On January 24, 2003, we sold our digital music fulfillment business and related assets to Geneva for $3.2 million. As part of the sale, we also transferred ownership of the Microsoft License and certain “Liquid Audio” related trademarks to Geneva. As a result of the sale, we have not operated any businesses since such sale, and continue to explore options for the use of our remaining assets.

 

On March 18, 2003, our Board acknowledged that many of our outstanding options, whether or not currently exercisable, have exercise prices significantly higher than the current market price of our current stock, and therefore, in recognition of the $2.50 per share cash distribution on January 29, 2003, approved a reduction in the exercise price for all options by $2.50. The Board further resolved that such reduction will in no event reduce the exercise price of any options to less than $0.10 per share.

 

As a result of this reduction in option exercise price, a portion of the outstanding options will be treated for financial reporting purposes as variable awards. This means that we will be required to record non-cash accounting charges or credits for compensation expense reflecting any increases and decreases in the price of our common stock. We will have to continue to reflect decreases and increases in the price of our common stock in our statement of operations with respect to these options until they are exercised, forfeited or terminated. In recording these accounting charges or credits, the higher the market value of our common stock, the greater the non-cash compensation expense.

 

In April 2003, our Board repealed our Preferred Stock Rights Agreement, which could have impeded or discouraged an acquisition or other transaction by any entity which is not affiliated with us.

 

On June 5, 2003, we received a notification of stock delisting from The Nasdaq National Market because the closing price of our stock had been below $1 per share for 30 consecutive trading days and we do not conduct an operating business. Our common stock now trades over the counter on the Nasdaq OTC Bulletin Board.

 

In July 2003, we terminated the remaining term of our property lease on our former headquarters located in Redwood City, California, and paid a one-time termination fee of $3,569,000. Our principal executive offices are now located in New York, NY, in a space maintained by Barington Capital Group, L.P., a limited partnership whose general partner is a corporation of which James Mitarotonda is Chairman, President and Chief Executive Officer. Mr. Mitarotonda is also the Co-Chairman and Co-Chief Executive Officer of the Company.

 

On July 30, 2003, we held our 2003 Annual Meeting of Stockholders, at which our stockholders elected two (2) Class 1 directors, approved a Name Change proposal to change our name to “L Q Corporation, Inc.” and ratified our independent accountants. Our stockholders then adjourned the meeting until August 20, 2003, then to August 28, 2003, August 29, 2003, September 23, 2003, and finally to September 29, 2003. At the September 29, 2003 meeting, our stockholders approved amendments to our certificate of incorporation to effect the Reverse/Forward Stock Split as well the Share Reduction.

 

Although the Company’s Board of Directors has received stockholder approval to implement the Name Change, the Reverse/Forward Stock Split and the Share Reduction, the Company has not consummated these corporate actions. The Company intends to file the amendments necessary to implement the Name Change, the Reverse/Forward Stock Split and the Share Reduction as soon as practicable. In the case of the Reverse/Forward Stock Split, the Company will issue a press release announcing the Reverse/Forward Stock Split prior to its effectiveness. For a more detailed discussion of the effect of the Reverse/Forward Stock Split and the Share Reduction on the capitalization of the Company, see Part II. Item 5. OTHER INFORMATION.

RECORDED DATA:

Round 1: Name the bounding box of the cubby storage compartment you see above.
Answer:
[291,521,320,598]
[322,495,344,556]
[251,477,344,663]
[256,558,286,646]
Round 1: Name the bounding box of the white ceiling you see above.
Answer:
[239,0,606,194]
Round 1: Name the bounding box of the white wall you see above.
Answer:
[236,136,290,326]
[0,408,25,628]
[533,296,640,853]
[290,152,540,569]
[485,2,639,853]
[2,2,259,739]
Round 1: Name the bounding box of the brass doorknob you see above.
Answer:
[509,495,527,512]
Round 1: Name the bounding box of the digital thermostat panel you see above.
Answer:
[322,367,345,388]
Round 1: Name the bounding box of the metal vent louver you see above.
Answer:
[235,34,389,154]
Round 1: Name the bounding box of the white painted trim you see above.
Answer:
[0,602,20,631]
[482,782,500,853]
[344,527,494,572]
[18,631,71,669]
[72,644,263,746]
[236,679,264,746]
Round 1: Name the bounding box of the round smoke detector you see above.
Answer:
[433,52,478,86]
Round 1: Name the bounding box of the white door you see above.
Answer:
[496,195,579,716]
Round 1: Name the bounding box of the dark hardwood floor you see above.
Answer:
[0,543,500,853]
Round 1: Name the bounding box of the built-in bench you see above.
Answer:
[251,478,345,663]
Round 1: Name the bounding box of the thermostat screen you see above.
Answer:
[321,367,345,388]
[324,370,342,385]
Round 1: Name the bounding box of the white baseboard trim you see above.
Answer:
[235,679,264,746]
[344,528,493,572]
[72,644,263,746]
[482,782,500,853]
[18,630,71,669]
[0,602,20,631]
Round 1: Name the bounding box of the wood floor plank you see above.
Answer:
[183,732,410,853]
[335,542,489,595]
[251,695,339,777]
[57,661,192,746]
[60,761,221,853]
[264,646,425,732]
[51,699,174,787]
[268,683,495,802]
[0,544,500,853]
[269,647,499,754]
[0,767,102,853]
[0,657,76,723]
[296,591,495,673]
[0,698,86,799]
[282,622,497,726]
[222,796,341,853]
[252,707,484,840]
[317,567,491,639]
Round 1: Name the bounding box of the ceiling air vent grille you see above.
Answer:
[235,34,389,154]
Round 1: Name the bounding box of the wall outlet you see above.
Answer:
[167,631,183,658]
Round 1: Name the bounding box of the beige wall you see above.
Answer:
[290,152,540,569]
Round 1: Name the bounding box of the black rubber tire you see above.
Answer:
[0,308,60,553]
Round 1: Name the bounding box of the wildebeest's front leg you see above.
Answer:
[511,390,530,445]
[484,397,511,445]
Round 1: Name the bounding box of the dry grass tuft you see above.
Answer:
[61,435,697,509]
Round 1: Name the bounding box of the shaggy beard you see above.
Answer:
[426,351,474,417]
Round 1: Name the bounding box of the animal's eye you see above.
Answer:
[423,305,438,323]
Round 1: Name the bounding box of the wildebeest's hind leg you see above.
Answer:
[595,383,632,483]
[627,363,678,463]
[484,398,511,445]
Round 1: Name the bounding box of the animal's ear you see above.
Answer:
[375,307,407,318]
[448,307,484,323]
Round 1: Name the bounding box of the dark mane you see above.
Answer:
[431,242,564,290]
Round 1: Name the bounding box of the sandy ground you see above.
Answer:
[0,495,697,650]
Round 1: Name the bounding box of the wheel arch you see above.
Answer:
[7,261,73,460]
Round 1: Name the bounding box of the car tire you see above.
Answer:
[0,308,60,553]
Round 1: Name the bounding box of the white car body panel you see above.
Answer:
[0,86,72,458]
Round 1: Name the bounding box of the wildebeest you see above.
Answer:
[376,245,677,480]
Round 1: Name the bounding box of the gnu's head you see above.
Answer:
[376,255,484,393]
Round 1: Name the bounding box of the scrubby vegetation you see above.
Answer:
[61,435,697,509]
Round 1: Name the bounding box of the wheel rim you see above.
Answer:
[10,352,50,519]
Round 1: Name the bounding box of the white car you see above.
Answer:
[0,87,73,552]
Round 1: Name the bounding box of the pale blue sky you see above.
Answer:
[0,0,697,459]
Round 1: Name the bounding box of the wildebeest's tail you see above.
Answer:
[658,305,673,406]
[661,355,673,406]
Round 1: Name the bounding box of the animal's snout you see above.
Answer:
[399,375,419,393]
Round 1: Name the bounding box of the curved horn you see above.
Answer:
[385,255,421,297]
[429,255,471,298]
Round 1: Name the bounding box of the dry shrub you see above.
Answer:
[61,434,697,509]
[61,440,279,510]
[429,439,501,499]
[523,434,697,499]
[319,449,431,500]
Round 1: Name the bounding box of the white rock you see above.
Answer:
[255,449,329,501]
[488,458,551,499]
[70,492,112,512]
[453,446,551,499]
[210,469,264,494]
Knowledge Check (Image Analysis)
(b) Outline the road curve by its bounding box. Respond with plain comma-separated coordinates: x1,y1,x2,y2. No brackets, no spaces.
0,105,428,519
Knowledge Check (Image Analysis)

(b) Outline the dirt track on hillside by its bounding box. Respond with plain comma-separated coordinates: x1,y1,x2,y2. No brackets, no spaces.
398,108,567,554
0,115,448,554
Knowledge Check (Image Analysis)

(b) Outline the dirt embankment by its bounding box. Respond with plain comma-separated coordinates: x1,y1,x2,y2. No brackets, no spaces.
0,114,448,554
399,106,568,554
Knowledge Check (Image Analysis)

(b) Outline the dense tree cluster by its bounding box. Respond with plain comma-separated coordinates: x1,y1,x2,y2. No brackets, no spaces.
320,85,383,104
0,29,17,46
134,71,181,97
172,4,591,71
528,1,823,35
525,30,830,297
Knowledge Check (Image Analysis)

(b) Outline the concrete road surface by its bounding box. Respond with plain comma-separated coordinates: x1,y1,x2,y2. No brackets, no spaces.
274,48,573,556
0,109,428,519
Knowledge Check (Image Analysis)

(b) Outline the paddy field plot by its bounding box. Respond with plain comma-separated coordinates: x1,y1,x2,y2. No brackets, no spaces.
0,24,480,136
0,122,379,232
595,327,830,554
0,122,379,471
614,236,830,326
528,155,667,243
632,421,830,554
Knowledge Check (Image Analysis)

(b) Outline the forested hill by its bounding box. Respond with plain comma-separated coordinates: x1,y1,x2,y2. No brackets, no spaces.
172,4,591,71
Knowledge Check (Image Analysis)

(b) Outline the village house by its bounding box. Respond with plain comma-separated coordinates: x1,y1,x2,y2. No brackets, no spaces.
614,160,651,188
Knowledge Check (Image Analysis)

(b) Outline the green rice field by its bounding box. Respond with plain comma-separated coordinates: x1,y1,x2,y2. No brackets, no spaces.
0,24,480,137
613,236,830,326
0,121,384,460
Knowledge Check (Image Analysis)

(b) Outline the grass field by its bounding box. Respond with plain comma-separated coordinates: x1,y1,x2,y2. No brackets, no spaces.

STATED TASK A: According to the filing excerpt, what one-time fee was paid to end the lease on the former Redwood City headquarters?
STATED TASK B: Reproduce the lines of the listing from the line with "Round 1: Name the bounding box of the dark mane" to the line with "0,105,428,519", replacing "wildebeest" with "gnu" and leaving everything else unchanged.
The filing excerpt and the listing are unrelated to each other.

FULL SOLUTION A: $3,569,000.

FULL SOLUTION B:
Round 1: Name the bounding box of the dark mane you see above.
Answer:
[431,242,564,290]
Round 1: Name the bounding box of the sandy ground you see above.
Answer:
[0,495,697,650]
Round 1: Name the bounding box of the wheel arch you see above.
Answer:
[7,261,73,460]
Round 1: Name the bounding box of the car tire you see above.
Answer:
[0,308,60,553]
Round 1: Name the bounding box of the white car body panel you see above.
Answer:
[0,86,72,458]
Round 1: Name the bounding box of the gnu you see above.
Answer:
[376,245,677,480]
Round 1: Name the bounding box of the gnu's head you see above.
Answer:
[376,255,484,393]
Round 1: Name the bounding box of the scrubby vegetation you see above.
Answer:
[61,435,697,509]
Round 1: Name the bounding box of the wheel rim you see above.
Answer:
[10,352,50,519]
Round 1: Name the bounding box of the white car you see above.
Answer:
[0,87,73,552]
Round 1: Name the bounding box of the pale blue sky you see above.
Answer:
[0,0,697,459]
Round 1: Name the bounding box of the gnu's tail you see above.
Answer:
[658,305,673,406]
[661,355,673,406]
Round 1: Name the bounding box of the animal's snout you see above.
Answer:
[399,375,419,393]
Round 1: Name the bounding box of the curved horn you see above.
Answer:
[385,255,421,297]
[429,255,471,298]
Round 1: Name the bounding box of the dry shrub you see above.
Answer:
[61,434,697,509]
[61,440,279,510]
[429,439,501,499]
[523,434,697,499]
[319,449,431,500]
Round 1: Name the bounding box of the white rock you see above.
Answer:
[255,449,329,501]
[488,458,551,499]
[70,492,112,512]
[453,446,551,499]
[210,469,264,494]
Knowledge Check (Image Analysis)
(b) Outline the road curve by its bounding box. Respond with plain comma-separated coordinates: x1,y1,x2,y2. No brackets, no spaces.
0,105,428,519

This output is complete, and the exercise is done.